Hacker News new | ask | show | jobs
by teej 2075 days ago
This seems neat!

Last year I helped a friend diagnose an issue they had with Postgres. A database table with a scheduled full DELETE/INSERT had slowed to the point of failure. It turns out, having slightly less IO than needed led the auto-VACUUM process to get further and further behind each time it ran.

My friend simply provisioned more IO and moved on. Another option would be to rewrite the process to naturally produce fewer dead rows. It would be great to have a third feasible option.

2 comments

Such workflows with scheduled DELETE/INSERT often mean that the data is "derived", there's unlogged tables feature for that in PostgreSQL. Table configured with unlogged are not being written to WAL and thus generate much much less I/O. The downside is that after a crash occurs the table might be empty (before it is repopulated by the DELETE/INSERT workflow again).
It should be an atomic replace - create a new table, do your inserts, swap the new table in. This way you aren’t left without the data during the rebuild, and you are guaranteed a consistent state since DDL is transactional in PostgreSQL.

Make the new table unlogged while it’s being populated as well for that performance improvement if you want, since the atomic replace guarantees your consistency anyway.

Alternative if it’s not a full rebuild, move from a delete/insert to using INSERT .. ON CONFLICT DO UPDATE where possible. I do this for cache tables that store materialized summary views that are updated by pgAgent jobs.

If you are deleting “old” data out then maybe use partitioned tables so you can just DROP the table containing the data you want gone.

Yeah, transactional DDL is a good thing, the potential problem with this solution though — if you have views pointing to the old table they won’t be updated with the new table and you will have to deal with them as well.
UNLOGGED tables is new to me, thanks for sharing.
It's tremendously useful for ETL.
That's super interesting. Can you share some more information on why it's so useful for ETL?
Think of it as a temporary table that doesn't automatically disappear at the end of the session. If nothing but your ETL process cares about the data until it's done being processed, and you still have the original data until the processing is done, in the worst case scenario (the server crashing) you just have to start your ETL process from the start.
Why not use partitioned tables? Simply drop/archive the child tables that you don't need, and avoid the vacuum overhead.
That’s a different thing. In some cases the whole table needs to be replaced. Then inserts into UNLOGGED tables are still much faster than into regular tables (even if there wasn’t a DELETE before).
well there is truncate for that. (not mvcc safe)
The table needed to never be visible as empty, so truncate wasn't a short term option.
I solved this by using partitions (at the time it was done through inheritance, where you could make one table made out of several smaller ones), and just dropping a table with unneeded data.

= ASSIGNMENT A =
Reproduce the part of the Postgres thread starting at "Yeah, transactional DDL" and ending at "from the start.".
= ASSIGNMENT B =
Answer these questions from the Postgres thread:
(i) What did the friend do about the slowed table?
(ii) What can happen to an unlogged table after a crash?
(iii) Why was truncate not a short-term option?

= GIVEN DATA =

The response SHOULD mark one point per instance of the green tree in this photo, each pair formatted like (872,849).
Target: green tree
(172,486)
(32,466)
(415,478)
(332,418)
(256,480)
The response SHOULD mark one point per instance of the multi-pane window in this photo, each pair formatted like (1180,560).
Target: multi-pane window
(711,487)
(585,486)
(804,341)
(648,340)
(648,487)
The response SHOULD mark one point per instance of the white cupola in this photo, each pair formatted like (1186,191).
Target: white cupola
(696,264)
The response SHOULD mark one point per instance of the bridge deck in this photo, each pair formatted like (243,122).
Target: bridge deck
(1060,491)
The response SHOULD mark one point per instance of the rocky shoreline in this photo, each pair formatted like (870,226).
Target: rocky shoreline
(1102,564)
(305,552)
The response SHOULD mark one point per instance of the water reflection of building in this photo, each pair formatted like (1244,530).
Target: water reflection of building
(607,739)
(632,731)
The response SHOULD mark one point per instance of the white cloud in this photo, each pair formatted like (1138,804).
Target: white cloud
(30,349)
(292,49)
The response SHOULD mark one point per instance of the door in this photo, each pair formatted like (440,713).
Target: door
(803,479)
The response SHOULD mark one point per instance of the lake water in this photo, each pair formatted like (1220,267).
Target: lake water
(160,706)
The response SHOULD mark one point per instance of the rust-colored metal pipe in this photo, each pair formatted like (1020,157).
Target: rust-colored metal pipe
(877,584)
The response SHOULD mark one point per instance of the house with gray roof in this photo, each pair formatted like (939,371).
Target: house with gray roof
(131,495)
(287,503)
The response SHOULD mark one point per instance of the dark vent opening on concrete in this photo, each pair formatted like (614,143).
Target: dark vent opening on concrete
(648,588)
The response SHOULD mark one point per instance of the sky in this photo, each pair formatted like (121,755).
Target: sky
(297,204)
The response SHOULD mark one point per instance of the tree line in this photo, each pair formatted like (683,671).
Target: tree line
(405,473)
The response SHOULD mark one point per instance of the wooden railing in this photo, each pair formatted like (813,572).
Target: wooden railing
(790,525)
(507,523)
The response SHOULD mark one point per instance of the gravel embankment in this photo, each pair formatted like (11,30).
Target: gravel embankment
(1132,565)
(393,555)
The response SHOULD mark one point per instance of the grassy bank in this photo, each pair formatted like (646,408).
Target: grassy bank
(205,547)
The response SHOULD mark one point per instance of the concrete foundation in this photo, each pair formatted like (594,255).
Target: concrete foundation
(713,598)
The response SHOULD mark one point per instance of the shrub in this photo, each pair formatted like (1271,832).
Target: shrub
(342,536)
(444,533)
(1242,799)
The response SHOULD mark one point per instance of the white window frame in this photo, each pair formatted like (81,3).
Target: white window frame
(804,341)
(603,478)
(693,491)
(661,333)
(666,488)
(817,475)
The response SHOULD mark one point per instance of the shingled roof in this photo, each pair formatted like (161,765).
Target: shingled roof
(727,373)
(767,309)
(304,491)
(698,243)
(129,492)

= TASK RESPONSE A =
Yeah, transactional DDL is a good thing, the potential problem with this solution though — if you have views pointing to the old table they won’t be updated with the new table and you will have to deal with them as well.
UNLOGGED tables is new to me, thanks for sharing.
It's tremendously useful for ETL.
That's super interesting. Can you share some more information on why it's so useful for ETL?
Think of it as a temporary table that doesn't automatically disappear at the end of the session. If nothing but your ETL process cares about the data until it's done being processed, and you still have the original data until the processing is done, in the worst case scenario (the server crashing) you just have to start your ETL process from the start.

= TASK RESPONSE B =
(i) The friend provisioned more IO and moved on.
(ii) The table might be empty until the DELETE/INSERT workflow repopulates it.
(iii) The table needed to never be visible as empty.